--- Texte proposé ---

++++++++++

Le régime de responsabilité du fait des dommages de travaux publics ou d’ouvrages publics sont très favorables à la victime, parce que le Conseil d’État a fait le choix, dès le 19ème siècle, de protéger autant les travaux que les administrés. La victime est donc mieux protégée d'un dommage causé par un ouvrage public ou d'un travail public que d'un ouvrage ou travail privé. Idée : il ne faut pas que la victime soit sacrifiée sur l'autel de l'intérêt général.

Section 1 : Les types de dommages

Un ouvrage public peut être mal entretenu et causer un dommage. L'entretien d'un ouvrage public consiste en des travaux publics, qui vont transformer l'ouvrage et répondre à la définition donnée par la jurisprudence Monségur.

Conseil d’État, 2005, Courson : Sieur Courson, agriculteur qui exploite des terrains le long d'une voie ferrée ; plein de lapins avaient proliféré dans les talus autour de la voie ferrée ; ces talus étaient un ouvrage public qui avaient causé un dommage à M. Courson, qui se plaignait de l'absence d'entretien de cet ouvrage.

L'existence même d'un ouvrage public peut engendrer un dommage. L'ouvrage public peut être implanté de manière régulière et fonctionner sans défauts, et pourtant, par son existence même, provoquer des nuisances. Par exemple, les gens qui habitent à proximité de piscines se plaignent fréquemment du taux d'humidité ou des odeurs générées par la piscine.

Arrêt de principe en la matière : Conseil d’État, 1906, Sieur Bichambis : À Paris, M. Bichambis vivait juste à côté de latrines publiques, qui fonctionnaient normalement. Il avait droit à une indemnité qui ressemble à celle que reconnaîtra plus tard le juge judiciaire pour trouble anormal de jouissance.

Section 2 : Le contentieux de la responsabilité

Depuis la loi du 28 pluviôse an 8, le juge de droit commun pour les dommages causés par les travaux publics est le juge administratif.

Toutefois, dans certaines circonstances, le juge judiciaire est compétent : il applique le régime de responsabilité de droit civil tel que défini par le Code civil :

§ 1. Exception n°1, qui concerne les ouvrages publics

Lorsque la victime de l'ouvrage public est en même temps un usager du SPIC auquel est affecté l'ouvrage public à l'origine du dommage au moment de celui-ci, alors le juge judiciaire est compétent, parce que s'applique la règle selon laquelle la responsabilité contractuelle prévaut sur la responsabilité délictuelle.

La responsabilité du fait des travaux publics est une responsabilité délictuelle ; en revanche, la responsabilité des dommages causés par un SPIC à un usager est une responsabilité contractuelle car, en vertu de la jurisprudence Bac d'Eloka (1921) du Tribunal des conflits, les relations entre un SPIC et ses usagers sont considérées comme des relations contractuelles de droit privé.

++++++++++

--- Enregistrements issus d'un jeu d'annotation par points ---
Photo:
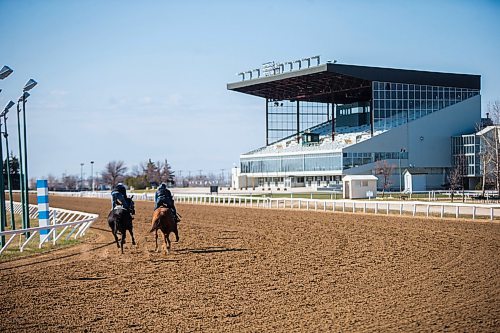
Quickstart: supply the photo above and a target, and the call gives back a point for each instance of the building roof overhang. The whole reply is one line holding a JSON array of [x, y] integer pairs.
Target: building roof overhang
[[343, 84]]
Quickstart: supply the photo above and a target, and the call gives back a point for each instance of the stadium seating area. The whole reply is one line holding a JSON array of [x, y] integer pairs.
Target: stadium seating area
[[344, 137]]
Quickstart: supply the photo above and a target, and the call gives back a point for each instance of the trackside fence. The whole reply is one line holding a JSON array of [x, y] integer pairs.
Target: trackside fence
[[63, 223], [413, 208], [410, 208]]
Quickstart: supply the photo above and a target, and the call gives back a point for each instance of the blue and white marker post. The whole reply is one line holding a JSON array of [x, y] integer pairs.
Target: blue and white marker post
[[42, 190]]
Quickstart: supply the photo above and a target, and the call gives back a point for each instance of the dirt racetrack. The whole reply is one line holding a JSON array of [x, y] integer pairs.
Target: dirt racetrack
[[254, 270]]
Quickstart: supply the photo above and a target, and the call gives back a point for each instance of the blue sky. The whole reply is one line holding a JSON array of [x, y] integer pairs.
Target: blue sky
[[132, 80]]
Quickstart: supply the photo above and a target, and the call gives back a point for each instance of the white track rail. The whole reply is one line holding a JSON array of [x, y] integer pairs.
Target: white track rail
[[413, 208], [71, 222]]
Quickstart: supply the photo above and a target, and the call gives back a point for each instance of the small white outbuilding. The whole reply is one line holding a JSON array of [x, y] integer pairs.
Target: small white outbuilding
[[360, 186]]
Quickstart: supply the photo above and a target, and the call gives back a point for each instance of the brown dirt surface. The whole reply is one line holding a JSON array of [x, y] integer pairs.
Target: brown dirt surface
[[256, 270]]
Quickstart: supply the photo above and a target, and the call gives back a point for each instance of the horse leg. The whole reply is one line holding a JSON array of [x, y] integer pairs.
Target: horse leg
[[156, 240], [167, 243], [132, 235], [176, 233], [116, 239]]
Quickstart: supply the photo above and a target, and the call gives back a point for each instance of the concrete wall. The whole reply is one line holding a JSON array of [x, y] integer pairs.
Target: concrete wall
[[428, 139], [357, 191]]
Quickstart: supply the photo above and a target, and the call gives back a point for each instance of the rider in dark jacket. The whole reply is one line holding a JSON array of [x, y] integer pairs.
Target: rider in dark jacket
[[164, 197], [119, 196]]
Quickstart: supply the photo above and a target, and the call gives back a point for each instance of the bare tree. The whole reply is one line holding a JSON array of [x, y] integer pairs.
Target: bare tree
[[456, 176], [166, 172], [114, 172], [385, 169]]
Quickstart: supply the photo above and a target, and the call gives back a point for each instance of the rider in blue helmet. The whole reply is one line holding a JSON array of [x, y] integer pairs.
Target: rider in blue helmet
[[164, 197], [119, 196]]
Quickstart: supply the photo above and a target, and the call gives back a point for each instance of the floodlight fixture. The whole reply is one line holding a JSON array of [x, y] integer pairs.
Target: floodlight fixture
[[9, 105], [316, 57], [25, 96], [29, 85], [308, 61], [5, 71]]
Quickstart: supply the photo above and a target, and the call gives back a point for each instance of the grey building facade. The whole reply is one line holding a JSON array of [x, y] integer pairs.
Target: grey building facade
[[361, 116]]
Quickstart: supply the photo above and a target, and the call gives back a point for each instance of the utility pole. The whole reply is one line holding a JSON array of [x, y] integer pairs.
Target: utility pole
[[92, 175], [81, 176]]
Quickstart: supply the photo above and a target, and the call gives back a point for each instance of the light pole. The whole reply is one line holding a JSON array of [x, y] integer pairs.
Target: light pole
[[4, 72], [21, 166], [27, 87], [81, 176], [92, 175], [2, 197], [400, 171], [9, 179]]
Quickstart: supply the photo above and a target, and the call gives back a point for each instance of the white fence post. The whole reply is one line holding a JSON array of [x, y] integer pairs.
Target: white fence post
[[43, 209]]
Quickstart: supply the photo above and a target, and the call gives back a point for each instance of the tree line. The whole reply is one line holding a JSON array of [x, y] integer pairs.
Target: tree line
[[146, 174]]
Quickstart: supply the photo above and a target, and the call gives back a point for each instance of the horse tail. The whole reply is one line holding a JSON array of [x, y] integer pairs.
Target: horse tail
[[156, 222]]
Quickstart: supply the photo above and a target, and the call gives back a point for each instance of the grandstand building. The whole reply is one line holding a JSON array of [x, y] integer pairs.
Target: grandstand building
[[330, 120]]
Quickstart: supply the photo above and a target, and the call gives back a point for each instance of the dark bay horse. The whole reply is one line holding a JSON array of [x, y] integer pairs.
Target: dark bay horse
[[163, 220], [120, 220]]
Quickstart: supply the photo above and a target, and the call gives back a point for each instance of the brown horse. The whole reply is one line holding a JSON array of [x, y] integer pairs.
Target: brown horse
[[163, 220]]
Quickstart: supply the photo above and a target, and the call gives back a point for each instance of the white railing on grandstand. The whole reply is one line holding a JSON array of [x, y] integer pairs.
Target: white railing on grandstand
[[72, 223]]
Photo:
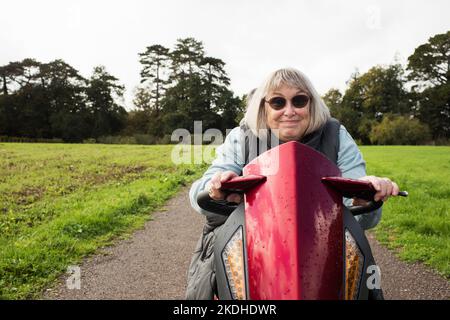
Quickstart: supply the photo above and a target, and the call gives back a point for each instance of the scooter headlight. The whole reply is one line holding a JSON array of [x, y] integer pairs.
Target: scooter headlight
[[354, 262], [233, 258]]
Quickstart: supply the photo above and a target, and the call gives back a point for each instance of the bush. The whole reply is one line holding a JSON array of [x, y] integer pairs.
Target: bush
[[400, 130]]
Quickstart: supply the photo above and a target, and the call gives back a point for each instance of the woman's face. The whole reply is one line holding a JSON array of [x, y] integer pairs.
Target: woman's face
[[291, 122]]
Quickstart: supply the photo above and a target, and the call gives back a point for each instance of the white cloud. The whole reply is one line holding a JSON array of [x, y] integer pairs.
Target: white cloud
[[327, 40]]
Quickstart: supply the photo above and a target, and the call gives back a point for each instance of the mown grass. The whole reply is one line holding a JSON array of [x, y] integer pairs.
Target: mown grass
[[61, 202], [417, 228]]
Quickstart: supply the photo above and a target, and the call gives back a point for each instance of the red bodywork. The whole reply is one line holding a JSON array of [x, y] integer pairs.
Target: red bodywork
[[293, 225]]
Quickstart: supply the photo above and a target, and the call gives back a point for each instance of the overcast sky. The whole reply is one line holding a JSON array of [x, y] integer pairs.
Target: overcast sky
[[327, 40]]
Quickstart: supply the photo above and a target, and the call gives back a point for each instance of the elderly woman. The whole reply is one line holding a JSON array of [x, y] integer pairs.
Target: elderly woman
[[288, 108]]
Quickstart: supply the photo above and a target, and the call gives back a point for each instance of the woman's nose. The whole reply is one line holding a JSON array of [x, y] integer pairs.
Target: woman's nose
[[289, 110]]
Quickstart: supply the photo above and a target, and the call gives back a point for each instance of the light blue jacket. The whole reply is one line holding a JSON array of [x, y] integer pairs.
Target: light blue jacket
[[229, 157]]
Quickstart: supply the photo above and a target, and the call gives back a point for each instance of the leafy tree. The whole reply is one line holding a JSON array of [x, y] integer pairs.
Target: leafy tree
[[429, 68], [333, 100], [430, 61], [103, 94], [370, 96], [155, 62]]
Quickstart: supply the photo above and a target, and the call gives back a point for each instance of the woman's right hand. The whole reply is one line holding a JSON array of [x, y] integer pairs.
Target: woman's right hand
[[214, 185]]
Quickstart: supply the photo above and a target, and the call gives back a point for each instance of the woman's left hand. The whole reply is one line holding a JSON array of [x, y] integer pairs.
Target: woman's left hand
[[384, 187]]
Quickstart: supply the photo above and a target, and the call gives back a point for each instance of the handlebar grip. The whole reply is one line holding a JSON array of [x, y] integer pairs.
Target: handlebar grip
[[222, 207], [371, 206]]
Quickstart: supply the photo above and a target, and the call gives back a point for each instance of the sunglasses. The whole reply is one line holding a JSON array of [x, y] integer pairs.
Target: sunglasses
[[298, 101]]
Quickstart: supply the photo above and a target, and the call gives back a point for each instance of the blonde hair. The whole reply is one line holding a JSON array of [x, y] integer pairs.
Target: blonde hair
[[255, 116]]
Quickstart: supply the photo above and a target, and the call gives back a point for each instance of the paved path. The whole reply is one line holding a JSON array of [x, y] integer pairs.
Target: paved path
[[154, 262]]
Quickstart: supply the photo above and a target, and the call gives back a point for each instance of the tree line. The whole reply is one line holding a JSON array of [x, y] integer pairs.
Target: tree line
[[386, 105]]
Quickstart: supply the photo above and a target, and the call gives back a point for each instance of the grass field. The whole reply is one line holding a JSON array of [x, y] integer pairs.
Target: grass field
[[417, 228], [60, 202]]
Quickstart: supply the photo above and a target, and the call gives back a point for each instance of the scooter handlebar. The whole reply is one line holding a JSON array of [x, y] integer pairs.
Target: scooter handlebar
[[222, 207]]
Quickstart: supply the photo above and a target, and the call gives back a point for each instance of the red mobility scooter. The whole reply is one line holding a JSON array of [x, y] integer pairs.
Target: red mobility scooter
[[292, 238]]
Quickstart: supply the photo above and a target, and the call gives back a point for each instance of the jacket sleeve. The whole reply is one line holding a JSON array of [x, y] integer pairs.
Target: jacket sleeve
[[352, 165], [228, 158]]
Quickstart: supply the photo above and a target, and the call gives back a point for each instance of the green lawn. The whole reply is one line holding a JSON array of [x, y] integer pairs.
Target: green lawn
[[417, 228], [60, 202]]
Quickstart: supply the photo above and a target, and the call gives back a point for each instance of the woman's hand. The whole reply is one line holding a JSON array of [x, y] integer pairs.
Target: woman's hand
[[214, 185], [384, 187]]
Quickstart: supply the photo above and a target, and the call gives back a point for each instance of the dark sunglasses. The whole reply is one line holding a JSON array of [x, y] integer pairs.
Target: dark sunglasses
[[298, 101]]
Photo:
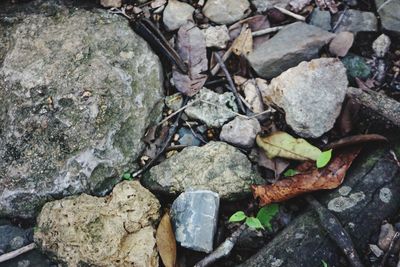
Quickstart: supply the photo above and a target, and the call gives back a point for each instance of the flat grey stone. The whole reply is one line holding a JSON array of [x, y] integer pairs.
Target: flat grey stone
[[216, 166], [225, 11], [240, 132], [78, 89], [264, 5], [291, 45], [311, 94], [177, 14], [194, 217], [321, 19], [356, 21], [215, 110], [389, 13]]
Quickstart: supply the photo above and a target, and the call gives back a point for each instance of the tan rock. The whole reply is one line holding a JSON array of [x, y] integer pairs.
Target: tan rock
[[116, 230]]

++++++++++

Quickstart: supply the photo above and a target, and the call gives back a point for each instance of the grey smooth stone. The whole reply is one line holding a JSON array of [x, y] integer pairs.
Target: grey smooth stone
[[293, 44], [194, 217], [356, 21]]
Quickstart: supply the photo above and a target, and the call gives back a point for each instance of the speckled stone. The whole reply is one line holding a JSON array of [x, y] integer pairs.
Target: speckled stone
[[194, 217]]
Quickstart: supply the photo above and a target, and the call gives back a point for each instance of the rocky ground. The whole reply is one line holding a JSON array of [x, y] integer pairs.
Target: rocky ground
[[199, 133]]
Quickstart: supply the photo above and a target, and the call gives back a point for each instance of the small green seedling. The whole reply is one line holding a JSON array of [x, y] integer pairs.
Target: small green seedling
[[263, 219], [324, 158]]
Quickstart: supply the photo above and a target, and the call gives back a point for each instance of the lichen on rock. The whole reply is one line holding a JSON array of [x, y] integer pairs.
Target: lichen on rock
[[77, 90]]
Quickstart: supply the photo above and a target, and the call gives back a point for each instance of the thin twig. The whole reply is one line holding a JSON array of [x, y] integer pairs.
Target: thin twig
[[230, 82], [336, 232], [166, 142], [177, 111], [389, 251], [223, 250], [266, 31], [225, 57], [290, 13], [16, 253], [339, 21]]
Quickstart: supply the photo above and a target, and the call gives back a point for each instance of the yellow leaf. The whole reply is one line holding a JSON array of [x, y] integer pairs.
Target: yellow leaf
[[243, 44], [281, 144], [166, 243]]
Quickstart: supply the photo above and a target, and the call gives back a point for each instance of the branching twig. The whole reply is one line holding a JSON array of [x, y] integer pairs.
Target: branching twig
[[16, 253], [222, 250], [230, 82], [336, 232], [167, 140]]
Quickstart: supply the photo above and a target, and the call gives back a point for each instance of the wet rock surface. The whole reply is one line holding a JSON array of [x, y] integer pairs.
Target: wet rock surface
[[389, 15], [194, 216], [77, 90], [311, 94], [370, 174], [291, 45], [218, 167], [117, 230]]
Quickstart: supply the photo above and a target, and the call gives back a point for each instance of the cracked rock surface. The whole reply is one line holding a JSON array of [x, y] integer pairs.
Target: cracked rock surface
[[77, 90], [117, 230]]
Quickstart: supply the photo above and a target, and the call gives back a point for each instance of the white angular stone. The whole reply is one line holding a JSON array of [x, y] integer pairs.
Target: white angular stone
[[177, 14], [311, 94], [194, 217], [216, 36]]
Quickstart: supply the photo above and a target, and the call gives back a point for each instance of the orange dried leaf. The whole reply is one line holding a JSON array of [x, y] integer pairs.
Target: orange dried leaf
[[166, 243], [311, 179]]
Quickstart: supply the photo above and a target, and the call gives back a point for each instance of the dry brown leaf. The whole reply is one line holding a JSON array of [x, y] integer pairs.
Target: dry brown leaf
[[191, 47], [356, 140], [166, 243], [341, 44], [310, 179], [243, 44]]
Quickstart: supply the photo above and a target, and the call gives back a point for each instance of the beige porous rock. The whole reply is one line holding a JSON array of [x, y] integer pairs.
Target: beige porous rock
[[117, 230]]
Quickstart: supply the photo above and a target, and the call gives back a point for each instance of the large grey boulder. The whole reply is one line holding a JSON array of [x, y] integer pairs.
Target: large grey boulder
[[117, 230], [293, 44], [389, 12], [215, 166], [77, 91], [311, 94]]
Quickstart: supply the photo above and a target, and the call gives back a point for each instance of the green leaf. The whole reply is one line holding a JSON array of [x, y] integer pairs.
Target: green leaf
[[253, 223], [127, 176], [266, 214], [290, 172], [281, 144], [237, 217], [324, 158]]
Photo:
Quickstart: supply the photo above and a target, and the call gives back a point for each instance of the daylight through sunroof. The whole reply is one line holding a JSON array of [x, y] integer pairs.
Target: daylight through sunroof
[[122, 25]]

++++++++++

--- Consignes ---
1: Recopiez fidèlement l'extrait du texte sur la responsabilité du fait des travaux publics qui commence par « Depuis la loi » et se poursuit jusqu'à « la responsabilité délictuelle. ».
2: Dans les enregistrements, reproduisez à l'identique les lignes qui commencent par la ligne contenant « the grey smooth » et se poursuivent jusqu'à la ligne contenant « [[199, 133]] », ces deux lignes comprises.

--- Exercices corrigés ---
1:
Depuis la loi du 28 pluviôse an 8, le juge de droit commun pour les dommages causés par les travaux publics est le juge administratif.

Toutefois, dans certaines circonstances, le juge judiciaire est compétent : il applique le régime de responsabilité de droit civil tel que défini par le Code civil :

§ 1. Exception n°1, qui concerne les ouvrages publics

Lorsque la victime de l'ouvrage public est en même temps un usager du SPIC auquel est affecté l'ouvrage public à l'origine du dommage au moment de celui-ci, alors le juge judiciaire est compétent, parce que s'applique la règle selon laquelle la responsabilité contractuelle prévaut sur la responsabilité délictuelle.

2:
Quickstart: supply the photo above and a target, and the call gives back a point for each instance of the grey smooth stone. The whole reply is one line holding a JSON array of [x, y] integer pairs.
Target: grey smooth stone
[[293, 44], [194, 217], [356, 21]]
Quickstart: supply the photo above and a target, and the call gives back a point for each instance of the speckled stone. The whole reply is one line holding a JSON array of [x, y] integer pairs.
Target: speckled stone
[[194, 217]]
Quickstart: supply the photo above and a target, and the call gives back a point for each instance of the rocky ground. The whole reply is one line holding a JSON array of [x, y] integer pairs.
Target: rocky ground
[[199, 133]]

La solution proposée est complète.